===== Kutipan Teks
Publik mengenalnya sebagai pemain yang besar dan melegenda di Sampdoria. Lalu, mencatat rekor pemain termahal di Juventus. Plus, dicintai di Chelsea. Namanya Gianluca Vialli.
Masih ingat 'kan dengan Gianluca Vialli? Penikmat sepak bola era 1980 dan 1990-an harusnya sih mengenal striker asal Italia ini. Ia kemudian didentik dengan gaya kepala plontos di lapangan hijau.
Kata orang Italia, Gianluca Viali adalah simbol pertahanan yang tangguh, orang hebat dengan hati emas. Bukan lagi membicarakan 14 gelar yang diraih saat aktif bermain sepak bola atau bisik-bisik bagaimaan ia menjadi pemain dan manajer sekaligus saat Chelsea memecat manajer mereka: Ruud Gullit.
==========
===== Data Kerja
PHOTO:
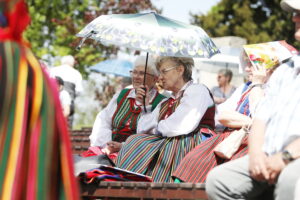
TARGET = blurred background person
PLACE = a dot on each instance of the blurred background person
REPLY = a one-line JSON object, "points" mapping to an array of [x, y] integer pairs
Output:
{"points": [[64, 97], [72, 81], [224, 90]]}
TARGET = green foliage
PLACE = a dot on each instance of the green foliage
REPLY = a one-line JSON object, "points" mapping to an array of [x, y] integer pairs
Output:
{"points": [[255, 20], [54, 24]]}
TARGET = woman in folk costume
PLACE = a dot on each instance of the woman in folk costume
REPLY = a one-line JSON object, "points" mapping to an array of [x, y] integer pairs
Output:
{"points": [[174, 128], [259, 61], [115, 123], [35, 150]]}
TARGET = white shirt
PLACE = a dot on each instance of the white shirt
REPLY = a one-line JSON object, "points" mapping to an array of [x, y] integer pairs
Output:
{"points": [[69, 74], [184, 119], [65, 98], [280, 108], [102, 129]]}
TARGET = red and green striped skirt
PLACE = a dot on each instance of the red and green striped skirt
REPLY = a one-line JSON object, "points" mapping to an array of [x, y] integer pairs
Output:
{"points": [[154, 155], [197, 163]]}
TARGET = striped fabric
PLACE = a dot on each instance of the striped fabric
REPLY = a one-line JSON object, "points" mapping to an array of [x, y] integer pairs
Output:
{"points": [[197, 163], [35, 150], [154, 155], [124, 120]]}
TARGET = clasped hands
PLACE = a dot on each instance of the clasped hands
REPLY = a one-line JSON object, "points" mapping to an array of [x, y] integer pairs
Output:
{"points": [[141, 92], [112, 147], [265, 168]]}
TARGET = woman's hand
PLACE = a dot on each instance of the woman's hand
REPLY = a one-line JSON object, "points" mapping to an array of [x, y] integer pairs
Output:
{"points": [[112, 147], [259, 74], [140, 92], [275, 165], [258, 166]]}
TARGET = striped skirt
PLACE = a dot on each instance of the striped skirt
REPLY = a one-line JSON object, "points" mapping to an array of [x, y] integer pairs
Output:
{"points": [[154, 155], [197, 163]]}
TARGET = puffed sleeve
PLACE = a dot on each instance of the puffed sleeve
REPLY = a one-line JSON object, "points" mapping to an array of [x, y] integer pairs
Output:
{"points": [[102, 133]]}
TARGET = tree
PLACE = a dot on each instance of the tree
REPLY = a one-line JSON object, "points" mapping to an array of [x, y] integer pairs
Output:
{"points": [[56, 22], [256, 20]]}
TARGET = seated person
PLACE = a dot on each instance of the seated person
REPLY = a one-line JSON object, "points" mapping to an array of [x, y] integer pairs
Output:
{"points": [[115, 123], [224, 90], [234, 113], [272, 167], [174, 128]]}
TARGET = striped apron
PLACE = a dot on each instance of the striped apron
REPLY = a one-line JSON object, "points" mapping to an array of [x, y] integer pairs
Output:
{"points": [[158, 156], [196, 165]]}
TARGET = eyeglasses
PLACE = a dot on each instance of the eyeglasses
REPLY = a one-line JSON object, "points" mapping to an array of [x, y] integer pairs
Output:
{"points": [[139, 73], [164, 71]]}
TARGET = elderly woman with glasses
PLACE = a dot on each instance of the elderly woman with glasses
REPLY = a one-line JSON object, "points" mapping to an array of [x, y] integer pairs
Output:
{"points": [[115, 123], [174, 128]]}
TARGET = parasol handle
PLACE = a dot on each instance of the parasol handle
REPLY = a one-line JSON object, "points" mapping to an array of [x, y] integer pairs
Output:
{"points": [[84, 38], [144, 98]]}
==========
===== Data Kerja
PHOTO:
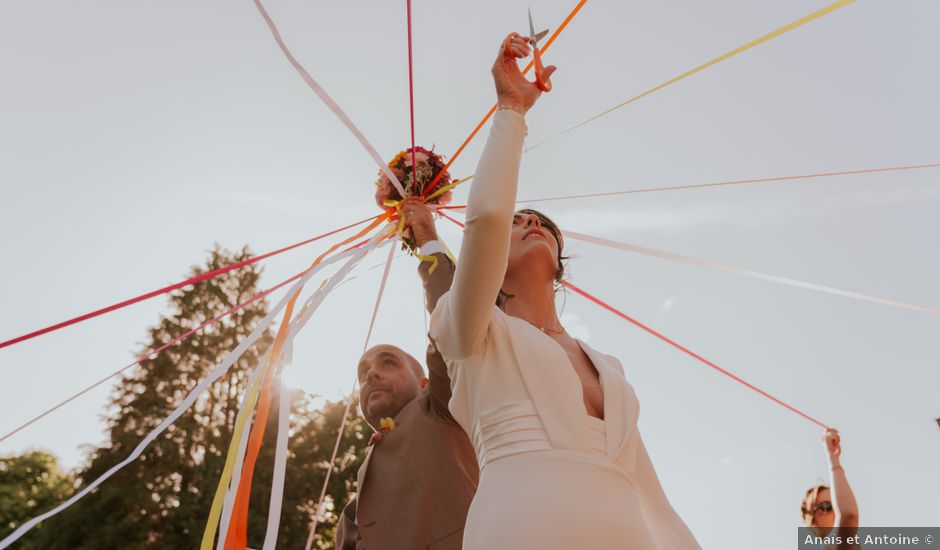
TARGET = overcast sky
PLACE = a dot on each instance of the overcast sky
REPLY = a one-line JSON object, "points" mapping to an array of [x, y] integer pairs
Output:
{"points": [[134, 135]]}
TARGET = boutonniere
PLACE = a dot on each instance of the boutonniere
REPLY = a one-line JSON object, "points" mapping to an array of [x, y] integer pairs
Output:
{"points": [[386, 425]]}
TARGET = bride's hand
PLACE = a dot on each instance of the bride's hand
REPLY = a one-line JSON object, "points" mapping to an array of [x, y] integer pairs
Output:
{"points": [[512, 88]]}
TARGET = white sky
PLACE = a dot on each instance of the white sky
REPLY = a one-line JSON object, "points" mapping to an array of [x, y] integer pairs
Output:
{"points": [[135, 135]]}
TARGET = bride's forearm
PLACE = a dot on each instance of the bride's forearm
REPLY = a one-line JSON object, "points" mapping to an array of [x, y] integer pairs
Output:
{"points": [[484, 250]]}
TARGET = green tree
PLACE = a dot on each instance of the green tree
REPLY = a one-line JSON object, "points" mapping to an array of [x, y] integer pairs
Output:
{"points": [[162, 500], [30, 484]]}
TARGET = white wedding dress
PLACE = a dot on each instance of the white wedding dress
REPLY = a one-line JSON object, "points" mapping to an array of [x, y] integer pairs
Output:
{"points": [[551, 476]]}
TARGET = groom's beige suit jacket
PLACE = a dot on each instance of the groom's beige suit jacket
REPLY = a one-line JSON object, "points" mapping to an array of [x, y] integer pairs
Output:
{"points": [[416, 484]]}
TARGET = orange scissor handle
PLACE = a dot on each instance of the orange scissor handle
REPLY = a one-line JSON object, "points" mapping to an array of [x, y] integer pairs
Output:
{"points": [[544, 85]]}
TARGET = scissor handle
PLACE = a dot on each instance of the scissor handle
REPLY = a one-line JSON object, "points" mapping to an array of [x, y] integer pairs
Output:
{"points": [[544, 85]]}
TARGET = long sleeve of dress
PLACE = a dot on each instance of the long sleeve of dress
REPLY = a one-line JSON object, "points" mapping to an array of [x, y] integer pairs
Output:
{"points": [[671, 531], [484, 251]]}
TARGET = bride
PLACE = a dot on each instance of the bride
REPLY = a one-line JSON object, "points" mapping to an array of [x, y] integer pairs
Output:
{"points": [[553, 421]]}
==========
Daftar Tugas>
1. Cetak persis penggalan teks tentang Gianluca Vialli, mulai dari "Masih ingat 'kan" sampai dengan "mereka: Ruud Gullit.".
2. Daftarkan setiap baris catatan yang memuat string "sleeve". Huruf besar dan kecil dibedakan.

Jawaban>
1.
Masih ingat 'kan dengan Gianluca Vialli? Penikmat sepak bola era 1980 dan 1990-an harusnya sih mengenal striker asal Italia ini. Ia kemudian didentik dengan gaya kepala plontos di lapangan hijau.
Kata orang Italia, Gianluca Viali adalah simbol pertahanan yang tangguh, orang hebat dengan hati emas. Bukan lagi membicarakan 14 gelar yang diraih saat aktif bermain sepak bola atau bisik-bisik bagaimaan ia menjadi pemain dan manajer sekaligus saat Chelsea memecat manajer mereka: Ruud Gullit.

2.
TARGET = puffed sleeve
PLACE = a dot on each instance of the puffed sleeve
TARGET = long sleeve of dress
PLACE = a dot on each instance of the long sleeve of dress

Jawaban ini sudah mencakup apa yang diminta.